*To do:*
A: Reproduce the part of the deadlock report starting with "[12 Feb 2008" and going on through "the problem code.".
B: According to the deadlock report, about how many threads were waiting on different SafeWaitHandles when the deadlock happened?

begin Provided passage

If anyone can post a complete sample producing the error every time it is run I will retest.
[12 Feb 2008 3:59] Keith L
Hi there,

I came across this issue after debugging a consistent server hang on my ASP.Net 2.0 website using the 5.0.6.0 version of the MySql.Data.dll. I am not sure if this is resolved or fixed already, but since it is marked as "not repro", perhaps I can offer my findings and someone at MySql can take a look.

So consistent with what many have been saying, if you perform enough ExecuteReader() calls that result in a failure (i.e. an exception is thrown, either because the query was malformed, or that you are creating a conflict such as inserting duplicate keys), eventually, your server application will DEADLOCK.

This one is quite tricky, but let me start with what I saw on windbg, and then I will point out what I think is the problem code.

I have about 70 threads waiting on DIFFERENT SafeWaitHandles on my server when the deadlock happened. This is most unusual because this type of contention is usually caused by many threads waiting on the same resource (or a circular resource wait). But this time, each thread is waiting on ITS OWN wait object.

All of the worker thread callstacks look like the following:

0:020> !clrstack
OS Thread Id: 0x3a8 (20)

end Provided passage
begin Provided data

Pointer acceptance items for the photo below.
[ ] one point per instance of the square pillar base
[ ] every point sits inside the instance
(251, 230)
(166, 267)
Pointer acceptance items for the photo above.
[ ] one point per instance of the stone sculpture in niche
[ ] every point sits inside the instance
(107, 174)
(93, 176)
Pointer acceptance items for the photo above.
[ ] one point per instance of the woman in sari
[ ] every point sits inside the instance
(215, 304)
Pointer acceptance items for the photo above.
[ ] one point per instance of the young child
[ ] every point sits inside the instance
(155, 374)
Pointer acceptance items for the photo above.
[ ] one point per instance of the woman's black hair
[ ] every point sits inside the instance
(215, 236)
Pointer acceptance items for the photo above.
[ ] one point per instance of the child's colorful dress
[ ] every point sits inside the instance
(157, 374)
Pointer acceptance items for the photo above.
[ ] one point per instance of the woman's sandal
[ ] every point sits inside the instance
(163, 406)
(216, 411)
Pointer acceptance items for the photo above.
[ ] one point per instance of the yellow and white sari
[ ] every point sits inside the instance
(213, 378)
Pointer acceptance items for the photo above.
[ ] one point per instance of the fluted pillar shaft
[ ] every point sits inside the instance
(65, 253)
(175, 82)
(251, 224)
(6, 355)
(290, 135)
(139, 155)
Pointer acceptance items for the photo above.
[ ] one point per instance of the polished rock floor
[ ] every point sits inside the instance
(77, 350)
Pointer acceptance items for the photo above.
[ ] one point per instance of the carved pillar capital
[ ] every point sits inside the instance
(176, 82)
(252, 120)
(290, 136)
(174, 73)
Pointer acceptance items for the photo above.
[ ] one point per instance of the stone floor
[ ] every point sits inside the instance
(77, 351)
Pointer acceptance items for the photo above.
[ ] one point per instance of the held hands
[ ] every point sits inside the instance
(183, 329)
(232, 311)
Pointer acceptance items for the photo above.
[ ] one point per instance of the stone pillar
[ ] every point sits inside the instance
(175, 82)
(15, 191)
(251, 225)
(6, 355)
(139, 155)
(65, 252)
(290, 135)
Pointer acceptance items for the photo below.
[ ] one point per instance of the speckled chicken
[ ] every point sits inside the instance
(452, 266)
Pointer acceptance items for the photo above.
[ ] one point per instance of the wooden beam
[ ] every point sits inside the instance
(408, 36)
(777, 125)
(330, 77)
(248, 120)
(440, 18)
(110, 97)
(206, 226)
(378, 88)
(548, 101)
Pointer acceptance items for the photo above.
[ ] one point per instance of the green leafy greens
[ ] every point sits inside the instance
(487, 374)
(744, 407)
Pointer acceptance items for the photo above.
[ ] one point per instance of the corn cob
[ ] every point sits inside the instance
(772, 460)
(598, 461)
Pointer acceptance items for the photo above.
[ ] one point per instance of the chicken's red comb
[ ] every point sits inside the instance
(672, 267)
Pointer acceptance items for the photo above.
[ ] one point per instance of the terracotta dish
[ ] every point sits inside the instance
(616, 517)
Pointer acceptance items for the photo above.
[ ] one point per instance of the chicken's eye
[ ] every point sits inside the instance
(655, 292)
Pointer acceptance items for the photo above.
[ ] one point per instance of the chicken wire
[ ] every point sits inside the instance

end Provided data

*Solutions:*
A:
[12 Feb 2008 3:59] Keith L
Hi there,

I came across this issue after debugging a consistent server hang on my ASP.Net 2.0 website using the 5.0.6.0 version of the MySql.Data.dll. I am not sure if this is resolved or fixed already, but since it is marked as "not repro", perhaps I can offer my findings and someone at MySql can take a look.

So consistent with what many have been saying, if you perform enough ExecuteReader() calls that result in a failure (i.e. an exception is thrown, either because the query was malformed, or that you are creating a conflict such as inserting duplicate keys), eventually, your server application will DEADLOCK.

This one is quite tricky, but let me start with what I saw on windbg, and then I will point out what I think is the problem code.

B: About 70